Exercise instructions:
Reproduce the following lines word for word, without changing anything.

Extracted information:
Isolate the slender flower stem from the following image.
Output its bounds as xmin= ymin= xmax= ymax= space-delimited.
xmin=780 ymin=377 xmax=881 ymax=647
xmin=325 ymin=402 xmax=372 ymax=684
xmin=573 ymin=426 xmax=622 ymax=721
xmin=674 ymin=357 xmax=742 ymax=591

Answer:
Isolate the slender flower stem from the following image.
Output its bounds as xmin= ymin= xmax= ymax= space-delimited.
xmin=780 ymin=377 xmax=881 ymax=647
xmin=325 ymin=402 xmax=372 ymax=684
xmin=573 ymin=426 xmax=622 ymax=721
xmin=674 ymin=357 xmax=742 ymax=591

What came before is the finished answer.